Soal
Sajikan catatan, mulai dari awal catatan dan berakhir pada baris yang memuat "column 629, row 173" (kedua ujung termasuk), sebagai CSV dua kolom bernama teks dan jawaban, dengan satu baris untuk setiap teks beserta jawabannya, masing-masing dalam satu isian bertanda kutip dan setiap jeda baris diganti spasi. Gambar tidak disertakan dalam jawaban.

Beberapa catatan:
·····
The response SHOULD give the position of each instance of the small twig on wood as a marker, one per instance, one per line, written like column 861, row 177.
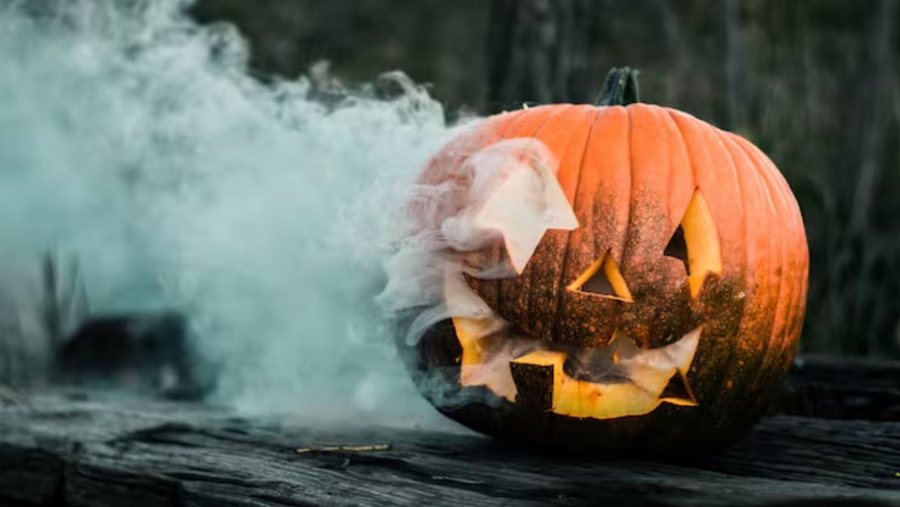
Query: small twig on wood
column 346, row 448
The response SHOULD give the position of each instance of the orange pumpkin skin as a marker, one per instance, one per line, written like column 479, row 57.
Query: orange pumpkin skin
column 629, row 173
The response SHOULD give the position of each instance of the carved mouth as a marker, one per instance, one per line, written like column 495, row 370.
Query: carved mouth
column 633, row 382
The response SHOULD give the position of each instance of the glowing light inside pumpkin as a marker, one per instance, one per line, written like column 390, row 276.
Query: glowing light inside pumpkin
column 636, row 383
column 702, row 242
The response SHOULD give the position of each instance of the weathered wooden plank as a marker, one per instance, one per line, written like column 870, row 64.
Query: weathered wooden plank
column 112, row 451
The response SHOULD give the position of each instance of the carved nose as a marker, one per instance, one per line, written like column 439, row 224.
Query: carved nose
column 603, row 278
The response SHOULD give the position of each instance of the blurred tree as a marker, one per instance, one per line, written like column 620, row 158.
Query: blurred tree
column 813, row 83
column 540, row 51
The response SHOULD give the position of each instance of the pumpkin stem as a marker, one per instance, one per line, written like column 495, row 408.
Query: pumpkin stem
column 620, row 88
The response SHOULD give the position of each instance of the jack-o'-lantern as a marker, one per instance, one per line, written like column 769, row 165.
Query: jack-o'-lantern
column 613, row 277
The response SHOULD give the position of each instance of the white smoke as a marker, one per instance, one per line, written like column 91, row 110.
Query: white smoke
column 136, row 140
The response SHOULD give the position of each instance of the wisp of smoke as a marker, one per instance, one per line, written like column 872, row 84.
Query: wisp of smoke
column 136, row 140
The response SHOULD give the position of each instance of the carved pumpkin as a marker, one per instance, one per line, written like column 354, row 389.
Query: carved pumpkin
column 647, row 295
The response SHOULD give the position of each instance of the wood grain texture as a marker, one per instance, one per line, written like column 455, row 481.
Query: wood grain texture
column 97, row 449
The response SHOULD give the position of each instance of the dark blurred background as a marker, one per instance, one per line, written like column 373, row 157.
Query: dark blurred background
column 813, row 83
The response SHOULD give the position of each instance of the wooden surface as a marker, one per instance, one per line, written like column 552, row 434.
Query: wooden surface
column 94, row 449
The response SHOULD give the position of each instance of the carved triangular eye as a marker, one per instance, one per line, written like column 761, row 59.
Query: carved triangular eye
column 696, row 243
column 603, row 278
column 677, row 248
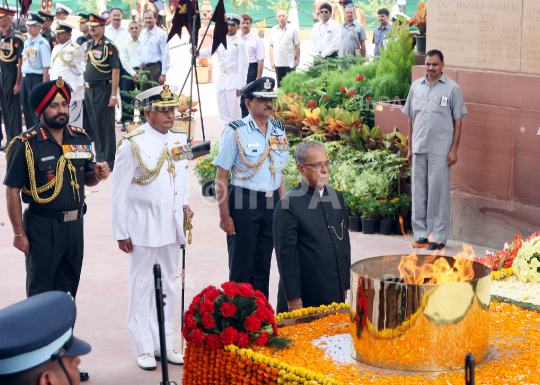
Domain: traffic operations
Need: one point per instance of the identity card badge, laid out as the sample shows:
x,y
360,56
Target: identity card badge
x,y
444,101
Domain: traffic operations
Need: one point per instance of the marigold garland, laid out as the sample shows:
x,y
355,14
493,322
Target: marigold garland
x,y
515,339
311,310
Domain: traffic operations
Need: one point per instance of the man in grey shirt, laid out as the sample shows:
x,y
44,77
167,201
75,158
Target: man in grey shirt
x,y
353,35
435,108
379,35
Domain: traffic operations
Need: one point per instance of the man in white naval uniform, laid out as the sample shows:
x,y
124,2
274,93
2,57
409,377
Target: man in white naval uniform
x,y
233,68
149,198
66,60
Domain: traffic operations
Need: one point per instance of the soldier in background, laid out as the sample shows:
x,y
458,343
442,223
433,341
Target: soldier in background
x,y
83,42
101,76
46,31
11,53
66,62
233,66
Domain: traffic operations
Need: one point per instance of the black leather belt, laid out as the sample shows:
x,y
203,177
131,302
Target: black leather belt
x,y
99,83
151,64
62,216
8,67
266,194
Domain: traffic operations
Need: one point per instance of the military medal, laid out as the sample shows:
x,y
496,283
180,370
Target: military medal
x,y
182,152
279,144
77,151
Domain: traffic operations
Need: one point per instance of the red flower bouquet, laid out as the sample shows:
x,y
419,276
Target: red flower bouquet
x,y
237,314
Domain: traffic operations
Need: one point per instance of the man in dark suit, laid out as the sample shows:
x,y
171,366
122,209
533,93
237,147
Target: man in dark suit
x,y
311,237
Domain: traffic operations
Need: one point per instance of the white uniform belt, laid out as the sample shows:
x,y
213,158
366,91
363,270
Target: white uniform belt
x,y
230,71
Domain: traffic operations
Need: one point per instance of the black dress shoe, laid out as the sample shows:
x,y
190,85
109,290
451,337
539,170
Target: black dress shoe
x,y
84,375
435,246
420,243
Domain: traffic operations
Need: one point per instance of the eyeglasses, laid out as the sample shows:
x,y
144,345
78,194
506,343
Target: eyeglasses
x,y
319,165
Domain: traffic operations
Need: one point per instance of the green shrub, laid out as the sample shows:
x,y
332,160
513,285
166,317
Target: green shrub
x,y
397,59
386,87
291,82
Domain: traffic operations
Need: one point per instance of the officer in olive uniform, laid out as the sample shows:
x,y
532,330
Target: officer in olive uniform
x,y
11,53
255,150
51,164
83,42
46,31
101,68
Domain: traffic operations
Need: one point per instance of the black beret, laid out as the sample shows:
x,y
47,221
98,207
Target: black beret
x,y
44,93
46,16
261,88
37,330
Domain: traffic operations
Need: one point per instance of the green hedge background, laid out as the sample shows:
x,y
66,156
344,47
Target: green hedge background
x,y
306,22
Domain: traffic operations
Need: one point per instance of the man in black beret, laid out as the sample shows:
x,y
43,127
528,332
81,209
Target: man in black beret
x,y
254,150
46,31
11,54
101,78
37,345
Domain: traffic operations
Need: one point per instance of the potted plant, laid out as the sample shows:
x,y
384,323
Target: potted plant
x,y
419,20
369,207
261,26
181,116
387,211
403,205
132,109
203,70
353,210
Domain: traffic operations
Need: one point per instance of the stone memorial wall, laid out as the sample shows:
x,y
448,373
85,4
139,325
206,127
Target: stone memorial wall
x,y
497,35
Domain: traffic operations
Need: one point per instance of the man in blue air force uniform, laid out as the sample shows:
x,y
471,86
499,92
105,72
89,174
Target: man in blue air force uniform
x,y
255,150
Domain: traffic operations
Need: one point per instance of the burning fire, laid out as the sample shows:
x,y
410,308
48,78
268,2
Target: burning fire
x,y
436,270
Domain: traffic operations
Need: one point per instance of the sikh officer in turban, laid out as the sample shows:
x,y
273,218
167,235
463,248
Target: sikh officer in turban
x,y
50,164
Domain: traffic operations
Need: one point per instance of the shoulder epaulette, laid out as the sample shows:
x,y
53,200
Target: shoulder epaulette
x,y
277,123
127,136
23,138
78,129
18,35
134,132
178,130
237,123
112,43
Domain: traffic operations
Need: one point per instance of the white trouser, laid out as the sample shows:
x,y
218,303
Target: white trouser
x,y
228,106
75,113
431,197
142,317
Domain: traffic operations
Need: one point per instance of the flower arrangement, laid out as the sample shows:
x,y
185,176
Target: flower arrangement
x,y
236,314
526,266
183,109
420,19
311,310
204,62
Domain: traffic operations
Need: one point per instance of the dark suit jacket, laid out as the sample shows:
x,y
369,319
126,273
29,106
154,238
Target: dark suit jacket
x,y
313,249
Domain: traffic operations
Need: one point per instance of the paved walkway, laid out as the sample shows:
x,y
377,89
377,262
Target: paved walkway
x,y
103,294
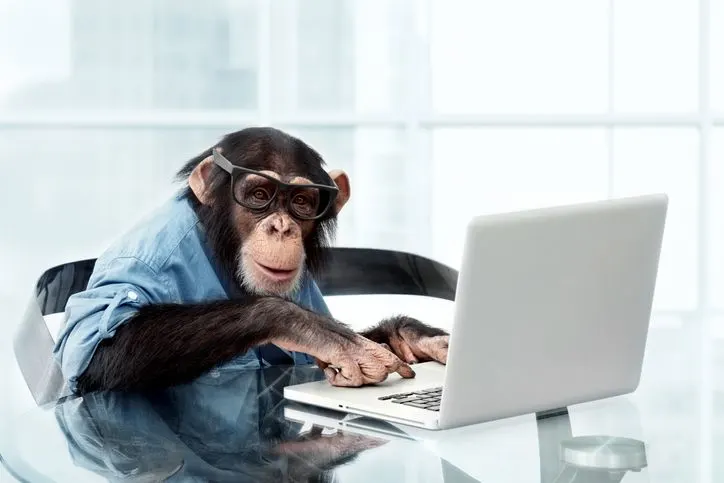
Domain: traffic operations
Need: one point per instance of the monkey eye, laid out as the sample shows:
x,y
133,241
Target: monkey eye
x,y
260,194
258,197
301,200
305,203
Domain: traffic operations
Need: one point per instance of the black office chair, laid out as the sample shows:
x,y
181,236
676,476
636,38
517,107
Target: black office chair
x,y
352,271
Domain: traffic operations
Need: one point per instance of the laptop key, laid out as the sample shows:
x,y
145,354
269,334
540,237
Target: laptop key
x,y
415,405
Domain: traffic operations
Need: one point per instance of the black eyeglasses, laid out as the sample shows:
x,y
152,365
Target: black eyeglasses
x,y
257,191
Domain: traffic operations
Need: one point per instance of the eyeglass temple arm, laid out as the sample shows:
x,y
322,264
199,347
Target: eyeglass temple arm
x,y
221,161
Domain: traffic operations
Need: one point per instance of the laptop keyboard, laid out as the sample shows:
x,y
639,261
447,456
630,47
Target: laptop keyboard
x,y
426,399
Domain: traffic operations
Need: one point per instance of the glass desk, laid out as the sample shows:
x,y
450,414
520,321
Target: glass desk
x,y
239,428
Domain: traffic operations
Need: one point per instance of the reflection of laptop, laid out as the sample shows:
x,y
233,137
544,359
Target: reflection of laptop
x,y
552,309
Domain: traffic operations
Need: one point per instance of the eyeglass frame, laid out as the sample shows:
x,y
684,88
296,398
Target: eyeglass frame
x,y
234,171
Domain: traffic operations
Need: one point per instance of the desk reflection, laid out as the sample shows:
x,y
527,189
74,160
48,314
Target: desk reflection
x,y
231,429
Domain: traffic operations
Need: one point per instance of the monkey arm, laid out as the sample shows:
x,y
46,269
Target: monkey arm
x,y
392,327
169,344
409,339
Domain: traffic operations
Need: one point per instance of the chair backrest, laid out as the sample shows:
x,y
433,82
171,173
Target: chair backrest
x,y
352,271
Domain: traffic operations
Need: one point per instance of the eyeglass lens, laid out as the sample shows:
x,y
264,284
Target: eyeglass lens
x,y
257,192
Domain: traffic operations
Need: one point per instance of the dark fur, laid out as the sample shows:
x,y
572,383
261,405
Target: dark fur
x,y
261,148
172,344
382,332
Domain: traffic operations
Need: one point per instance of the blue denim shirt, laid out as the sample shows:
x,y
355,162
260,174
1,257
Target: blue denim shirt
x,y
163,259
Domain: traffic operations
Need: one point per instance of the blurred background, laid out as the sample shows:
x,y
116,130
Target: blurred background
x,y
438,109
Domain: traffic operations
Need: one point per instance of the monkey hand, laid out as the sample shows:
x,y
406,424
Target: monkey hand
x,y
411,340
359,361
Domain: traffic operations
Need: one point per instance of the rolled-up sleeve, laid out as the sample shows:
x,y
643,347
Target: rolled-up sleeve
x,y
114,295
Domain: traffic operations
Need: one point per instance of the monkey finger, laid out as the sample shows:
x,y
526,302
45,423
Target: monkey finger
x,y
404,351
402,368
348,375
440,355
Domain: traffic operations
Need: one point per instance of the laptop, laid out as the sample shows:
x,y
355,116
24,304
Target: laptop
x,y
552,309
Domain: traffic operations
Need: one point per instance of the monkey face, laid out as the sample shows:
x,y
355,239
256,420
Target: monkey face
x,y
271,257
271,212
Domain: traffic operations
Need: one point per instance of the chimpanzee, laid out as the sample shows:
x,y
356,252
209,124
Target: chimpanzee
x,y
223,274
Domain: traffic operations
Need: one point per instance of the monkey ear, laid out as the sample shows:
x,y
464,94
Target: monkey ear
x,y
341,179
199,180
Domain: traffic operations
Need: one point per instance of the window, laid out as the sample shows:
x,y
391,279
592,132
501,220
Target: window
x,y
535,103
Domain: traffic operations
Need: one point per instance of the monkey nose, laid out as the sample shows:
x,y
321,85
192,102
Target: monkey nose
x,y
280,225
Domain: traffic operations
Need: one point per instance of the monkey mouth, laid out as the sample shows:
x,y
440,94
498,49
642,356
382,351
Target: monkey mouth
x,y
277,274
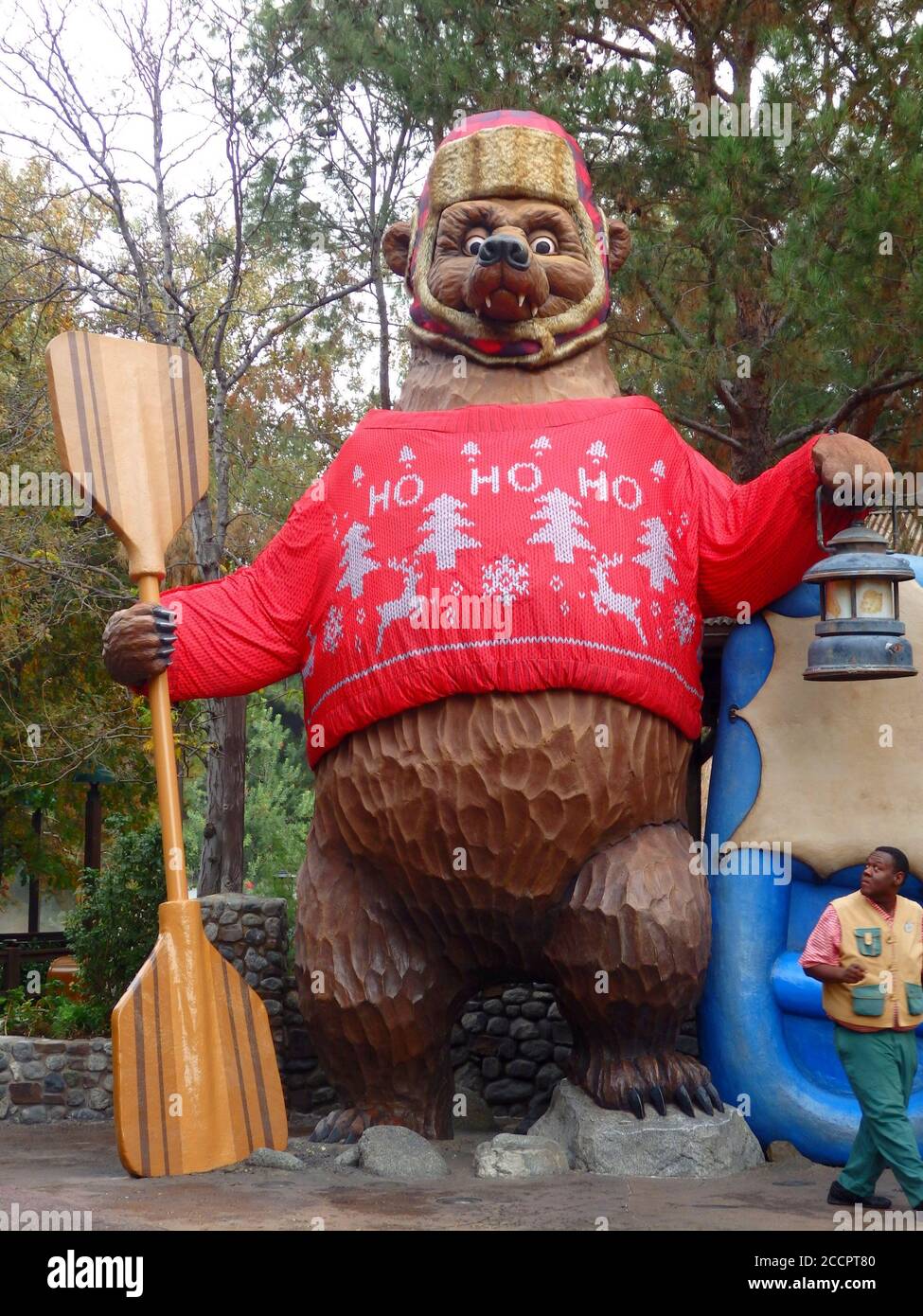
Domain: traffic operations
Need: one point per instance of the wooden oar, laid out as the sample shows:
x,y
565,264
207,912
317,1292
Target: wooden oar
x,y
196,1083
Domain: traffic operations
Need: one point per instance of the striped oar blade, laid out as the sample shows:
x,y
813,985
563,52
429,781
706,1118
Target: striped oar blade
x,y
132,418
195,1076
196,1082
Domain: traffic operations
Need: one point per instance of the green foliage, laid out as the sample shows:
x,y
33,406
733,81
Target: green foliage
x,y
53,1013
757,300
279,798
114,927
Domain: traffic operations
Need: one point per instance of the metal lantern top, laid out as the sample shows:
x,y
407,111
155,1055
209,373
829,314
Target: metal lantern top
x,y
859,552
859,636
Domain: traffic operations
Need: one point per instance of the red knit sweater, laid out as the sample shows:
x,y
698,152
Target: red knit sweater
x,y
568,545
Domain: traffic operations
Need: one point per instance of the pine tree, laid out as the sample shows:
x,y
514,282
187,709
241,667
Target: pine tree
x,y
356,562
562,522
775,283
445,536
659,553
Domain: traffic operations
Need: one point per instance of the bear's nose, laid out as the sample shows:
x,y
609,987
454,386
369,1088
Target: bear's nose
x,y
511,250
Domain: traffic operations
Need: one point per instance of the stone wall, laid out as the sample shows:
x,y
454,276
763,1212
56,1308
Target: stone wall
x,y
43,1080
252,934
511,1046
511,1043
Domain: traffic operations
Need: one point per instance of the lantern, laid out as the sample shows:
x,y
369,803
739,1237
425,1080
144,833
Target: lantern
x,y
860,634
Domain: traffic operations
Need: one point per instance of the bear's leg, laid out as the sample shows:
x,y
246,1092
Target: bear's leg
x,y
629,951
377,995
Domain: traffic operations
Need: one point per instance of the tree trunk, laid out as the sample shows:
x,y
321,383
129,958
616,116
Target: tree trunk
x,y
222,866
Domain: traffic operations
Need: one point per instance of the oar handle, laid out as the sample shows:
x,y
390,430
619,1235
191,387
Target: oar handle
x,y
165,766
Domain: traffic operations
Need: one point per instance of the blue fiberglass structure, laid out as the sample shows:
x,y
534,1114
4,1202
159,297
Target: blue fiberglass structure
x,y
761,1028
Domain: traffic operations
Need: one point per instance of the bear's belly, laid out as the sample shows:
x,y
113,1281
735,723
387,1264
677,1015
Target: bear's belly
x,y
501,791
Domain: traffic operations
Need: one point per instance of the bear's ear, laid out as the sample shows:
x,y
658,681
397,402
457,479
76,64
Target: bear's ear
x,y
397,245
619,243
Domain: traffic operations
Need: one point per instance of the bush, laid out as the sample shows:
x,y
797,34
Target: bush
x,y
50,1015
114,925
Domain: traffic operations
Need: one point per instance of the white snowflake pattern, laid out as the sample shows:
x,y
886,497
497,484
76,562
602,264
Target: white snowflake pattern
x,y
506,579
683,621
332,630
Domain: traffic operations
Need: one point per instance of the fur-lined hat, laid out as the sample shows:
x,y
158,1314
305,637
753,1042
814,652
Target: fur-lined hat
x,y
508,152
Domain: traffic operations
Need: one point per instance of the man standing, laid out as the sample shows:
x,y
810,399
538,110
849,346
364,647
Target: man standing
x,y
868,951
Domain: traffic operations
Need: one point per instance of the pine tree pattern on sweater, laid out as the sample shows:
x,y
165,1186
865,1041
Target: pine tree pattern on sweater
x,y
566,545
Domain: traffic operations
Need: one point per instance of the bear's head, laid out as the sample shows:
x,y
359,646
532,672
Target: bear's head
x,y
508,257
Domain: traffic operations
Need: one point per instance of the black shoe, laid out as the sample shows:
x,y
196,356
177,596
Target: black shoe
x,y
841,1197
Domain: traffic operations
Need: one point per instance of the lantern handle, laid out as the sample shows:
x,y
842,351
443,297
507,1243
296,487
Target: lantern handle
x,y
825,496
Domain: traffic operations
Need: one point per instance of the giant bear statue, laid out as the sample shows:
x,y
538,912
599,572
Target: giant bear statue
x,y
494,596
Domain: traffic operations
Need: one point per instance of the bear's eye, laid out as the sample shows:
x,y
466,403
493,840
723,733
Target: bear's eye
x,y
473,242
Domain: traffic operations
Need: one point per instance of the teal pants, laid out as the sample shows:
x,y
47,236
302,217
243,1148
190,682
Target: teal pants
x,y
881,1067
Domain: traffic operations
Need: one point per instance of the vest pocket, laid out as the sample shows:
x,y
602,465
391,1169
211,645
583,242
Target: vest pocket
x,y
868,941
868,1001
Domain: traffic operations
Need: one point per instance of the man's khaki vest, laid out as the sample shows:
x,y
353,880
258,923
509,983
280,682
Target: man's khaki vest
x,y
892,958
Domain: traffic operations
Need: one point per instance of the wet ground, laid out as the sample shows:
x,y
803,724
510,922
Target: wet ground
x,y
77,1167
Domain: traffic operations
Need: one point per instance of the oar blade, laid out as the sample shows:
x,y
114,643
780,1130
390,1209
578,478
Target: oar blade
x,y
132,418
196,1083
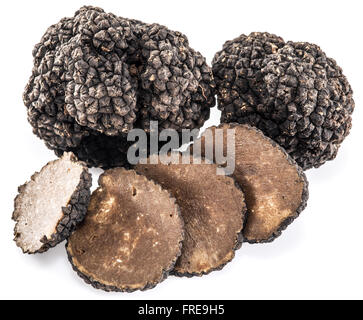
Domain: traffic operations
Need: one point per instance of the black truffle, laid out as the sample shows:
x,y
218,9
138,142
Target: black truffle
x,y
51,204
291,91
213,210
97,74
275,187
132,234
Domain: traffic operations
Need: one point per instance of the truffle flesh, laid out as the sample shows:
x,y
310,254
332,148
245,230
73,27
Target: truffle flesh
x,y
131,236
51,204
213,210
275,187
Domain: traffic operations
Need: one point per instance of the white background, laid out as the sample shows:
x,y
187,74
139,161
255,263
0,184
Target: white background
x,y
318,256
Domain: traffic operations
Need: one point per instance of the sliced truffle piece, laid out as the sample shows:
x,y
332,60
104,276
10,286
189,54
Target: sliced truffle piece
x,y
291,91
131,236
275,187
213,210
51,204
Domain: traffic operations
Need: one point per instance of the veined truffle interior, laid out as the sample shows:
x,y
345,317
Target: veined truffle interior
x,y
131,234
39,205
212,208
271,182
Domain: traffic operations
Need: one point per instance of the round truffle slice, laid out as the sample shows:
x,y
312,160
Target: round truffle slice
x,y
131,236
275,187
51,204
213,210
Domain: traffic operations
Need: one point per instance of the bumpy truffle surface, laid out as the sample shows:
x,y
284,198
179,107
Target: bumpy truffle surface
x,y
97,74
275,187
291,91
131,236
213,210
51,204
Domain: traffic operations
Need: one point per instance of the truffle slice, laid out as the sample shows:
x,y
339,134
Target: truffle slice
x,y
131,236
275,187
213,210
51,204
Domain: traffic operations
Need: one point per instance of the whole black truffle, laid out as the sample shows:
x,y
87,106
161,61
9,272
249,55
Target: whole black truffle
x,y
212,207
291,91
131,236
97,76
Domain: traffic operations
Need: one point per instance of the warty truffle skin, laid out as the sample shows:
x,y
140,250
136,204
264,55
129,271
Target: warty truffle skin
x,y
100,74
290,90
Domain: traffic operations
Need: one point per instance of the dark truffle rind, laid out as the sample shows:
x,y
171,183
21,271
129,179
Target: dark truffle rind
x,y
178,179
291,91
165,272
73,213
96,76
·····
Keluaran Lengkap
teks,jawaban
"The response SHOULD give the position of each instance of the small twig on wood as a marker, one per instance, one per line, written like column 861, row 177. Query: small twig on wood","column 346, row 448"
"The response SHOULD give the position of each instance of the orange pumpkin skin as a marker, one per instance, one per line, written like column 479, row 57. Query: orange pumpkin skin","column 629, row 173"